▶ **Goal 1**
In the rows below, reproduce word for word everything from the line containing "Could you provide the mask of every instance of the vegetation" down to the line containing "[[24,112],[15,98],[0,96],[0,138],[14,138],[19,133],[17,124]]", both of those lines included.

▶ **Page text**

"""

Friday, March 28, 2008

Notes from the Hedges Study Guide by John Perrodin



The following are notes taken from the study guide at the end of the book.. This is information shared by John Perrodin and not my own original content.

Chap. 1 The Tangled Web

Investing the emotional energy and time on another individual other than your spouse is inappropriate.

Pam’s 5 Reasons For A Life-long Marriage:
1. To honor God
2. Because I Love My Husband
3. Because I Love My Children
4. I Enjoy Being Married
5. To Advance the Kingdom of God (That others may desire marriage, establish strong families and refuse alternative lifestyles that are destructive to the Kingdom.)

Chap. 2 The Changing Climate

You can be married for years and still develop a crush on someone.

Don’t treat a new friend of the opposite sex the way you treat an old, respected friend. Refrain from touching them, being alone with them, flirting with them (even in jest), or saying anything to them you wouldn’t say if your spouse of God were there.

"""

Raw records
"""

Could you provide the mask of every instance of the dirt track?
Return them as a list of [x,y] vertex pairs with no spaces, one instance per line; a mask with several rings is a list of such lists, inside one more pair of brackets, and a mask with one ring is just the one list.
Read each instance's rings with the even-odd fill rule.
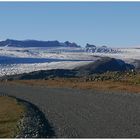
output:
[[37,105],[56,137],[140,137],[140,94],[3,84],[0,92]]

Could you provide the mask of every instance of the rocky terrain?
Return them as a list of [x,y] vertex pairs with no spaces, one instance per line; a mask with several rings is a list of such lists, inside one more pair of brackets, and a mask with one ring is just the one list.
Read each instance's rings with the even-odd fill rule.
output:
[[0,84],[0,92],[35,104],[53,127],[54,137],[140,137],[139,94],[18,83]]
[[1,80],[25,80],[25,79],[49,79],[54,77],[83,77],[90,76],[92,74],[105,73],[107,71],[131,71],[134,70],[133,65],[127,64],[122,60],[114,58],[102,58],[93,63],[76,67],[72,70],[69,69],[53,69],[53,70],[41,70],[31,73],[24,73],[19,75],[3,76]]

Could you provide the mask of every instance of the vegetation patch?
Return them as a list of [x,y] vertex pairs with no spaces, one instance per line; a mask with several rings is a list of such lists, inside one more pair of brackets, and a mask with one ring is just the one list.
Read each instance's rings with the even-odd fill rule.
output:
[[24,112],[15,98],[0,96],[0,138],[14,138],[19,133],[17,124]]

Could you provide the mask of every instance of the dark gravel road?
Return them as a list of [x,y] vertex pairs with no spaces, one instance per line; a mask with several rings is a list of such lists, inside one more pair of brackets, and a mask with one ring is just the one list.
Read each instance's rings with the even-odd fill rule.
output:
[[37,105],[61,138],[140,137],[140,94],[0,85]]

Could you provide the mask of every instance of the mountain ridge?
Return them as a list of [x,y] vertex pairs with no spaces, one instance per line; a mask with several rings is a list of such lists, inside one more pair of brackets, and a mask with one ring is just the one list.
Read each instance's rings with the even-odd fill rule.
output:
[[5,41],[0,41],[0,46],[8,47],[75,47],[81,48],[80,45],[77,45],[75,42],[59,42],[54,41],[41,41],[41,40],[14,40],[6,39]]

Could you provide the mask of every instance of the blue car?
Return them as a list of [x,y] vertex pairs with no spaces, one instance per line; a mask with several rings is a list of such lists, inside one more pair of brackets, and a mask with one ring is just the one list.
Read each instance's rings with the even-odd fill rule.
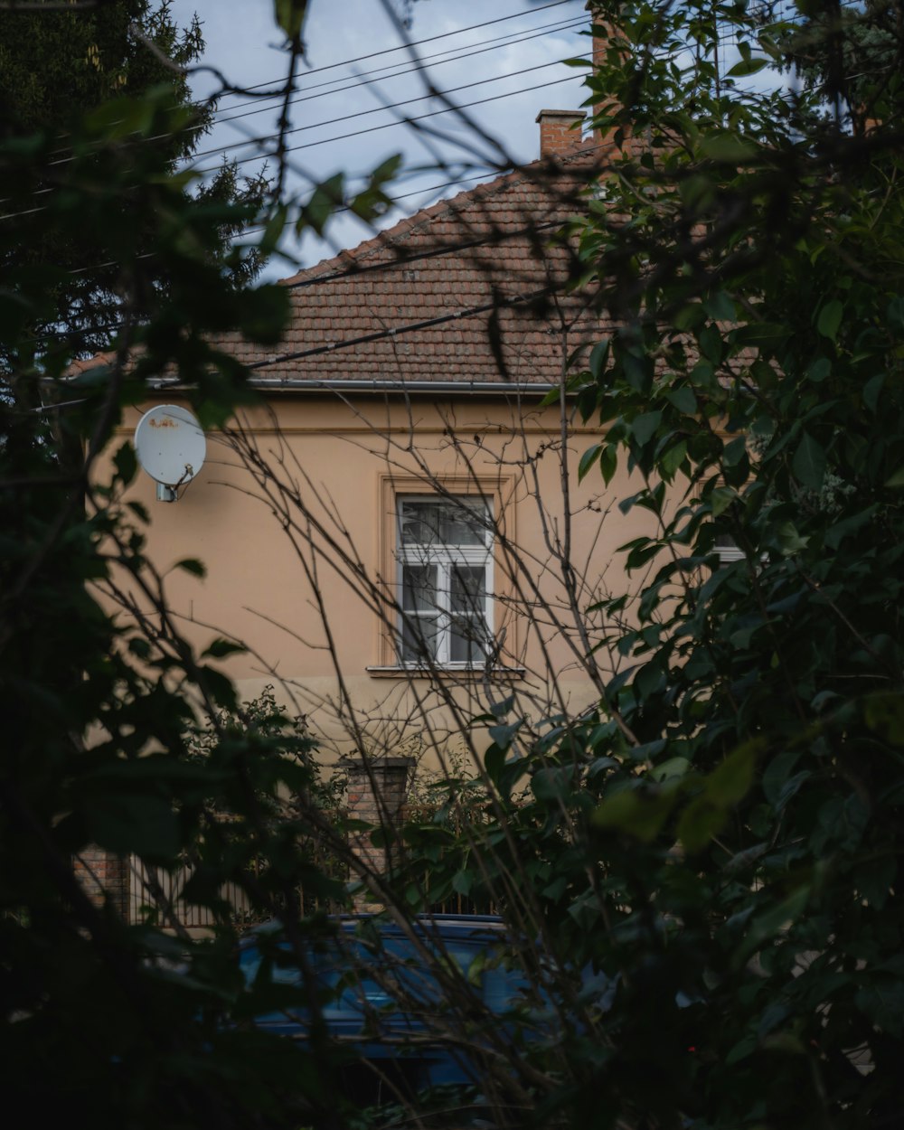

"""

▶ **Goal 2**
In the study guide notes above, what is the title of Chapter 2?

▶ **Final answer 1**
Could you provide the mask of every instance of the vegetation patch?
Return them as a list of [x,y] vertex pairs with no spaces, one instance per line; a mask with several rings is a list of such lists, inside one more pair of brackets, and a mask with one ring is just the one list.
Read each instance's rings with the even-odd fill rule.
output:
[[24,112],[15,98],[0,96],[0,138],[14,138],[19,133],[17,124]]

▶ **Final answer 2**
The Changing Climate